"[...] o inóspito, árido e descurado processo encontra-se estreitamente relacionado com as correntes espirituais dos povos e [...] as suas diversas concretizações devem ser incluídas entre os mais importantes testemunhos da cultura" (F. Klein (1902))



11/03/2015

Jurisprudência (92)


Dever de cooperação do tribunal; omissão de convite ao aperfeiçoamento 
de articulado na 1.ª instância; decisão da Relação

 
1. O sumário de RP 26/2/2015 (5807/13.6TBMTS.P1) é o seguinte: 

I - Se o réu, numa reconvenção, alega os factos necessários à identificação da causa de pedir, mas de forma insuficiente à procedência da pretensão, deve ser convidado a aperfeiçoar o seu articulado.

II - Se a conclusão da insuficiência só for tirada pelo tribunal da relação, que por isso revoga a condenação do autor, a relação deve, mesmo oficiosamente, fazer esse convite, em vez de absolver o autor do pedido, porque caso contrário ocorreria uma nulidade processual (ou, noutra perspectiva, o acórdão seria nulo)
.

2. O acórdão é, de entre os publicados, o primeiro que segue a orientação que se defendeu, primeiramente, neste Blog e, depois, numa intervenção oral realizada no Porto no passado mês de Janeiro quanto ao dever de a Relação, em vez de julgar improcedente o pedido da parte por insuficiência da matéria de facto, convidar (ou providenciar pelo convite a) essa mesma parte a alegar os factos complementares que são indispensáveis para a eventual procedência do pedido.

▶ _DADOS FORNECIDOS_

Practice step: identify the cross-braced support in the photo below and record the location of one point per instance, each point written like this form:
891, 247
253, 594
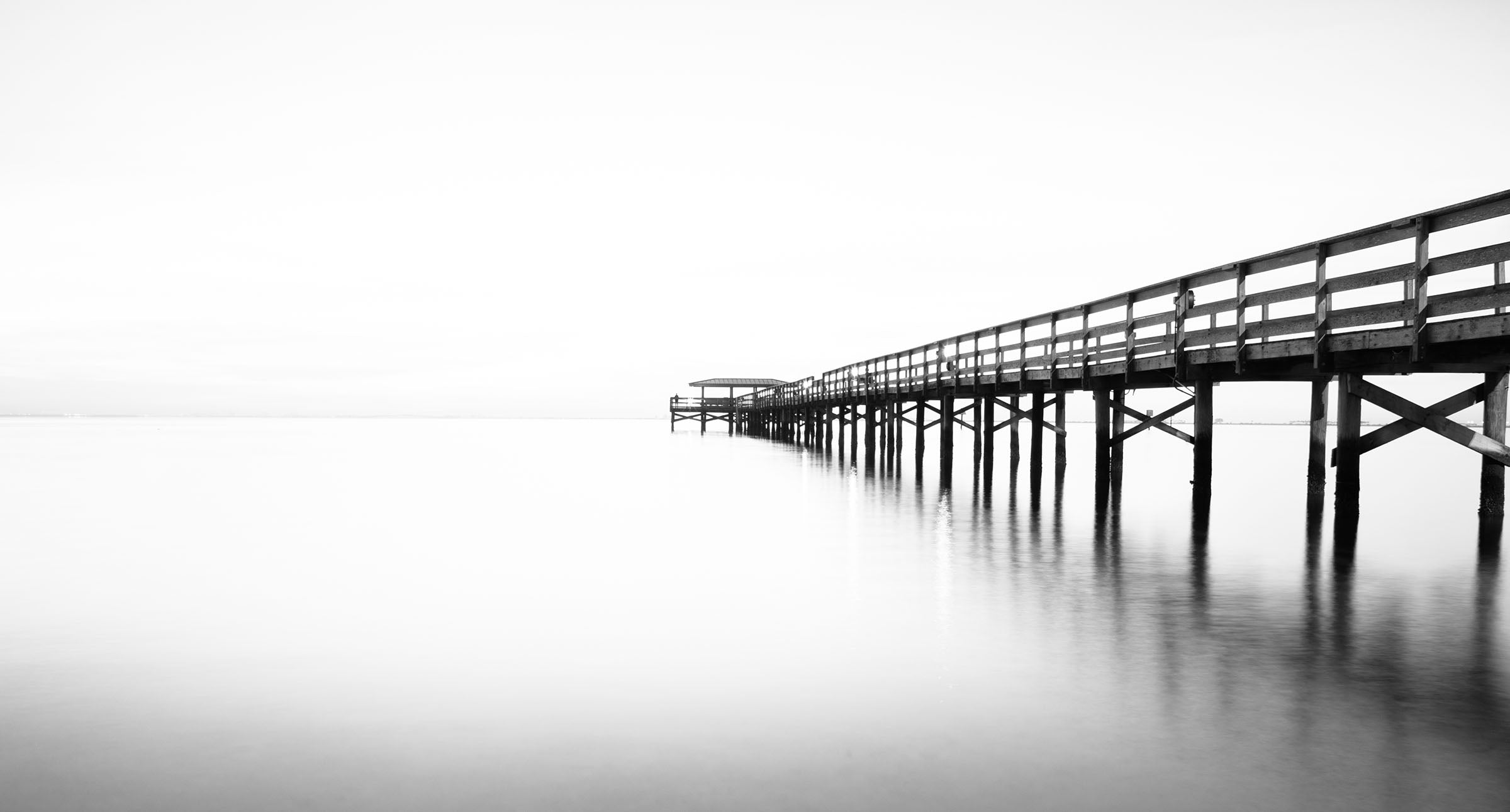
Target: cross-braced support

▶ _INSTRUÇÃO_
Copie do texto fornecido, sem qualquer alteração, o trecho de "1. O sumário" a "o seu articulado.".

▶ _RESPOSTA COMPLETA_
1. O sumário de RP 26/2/2015 (5807/13.6TBMTS.P1) é o seguinte: 

I - Se o réu, numa reconvenção, alega os factos necessários à identificação da causa de pedir, mas de forma insuficiente à procedência da pretensão, deve ser convidado a aperfeiçoar o seu articulado.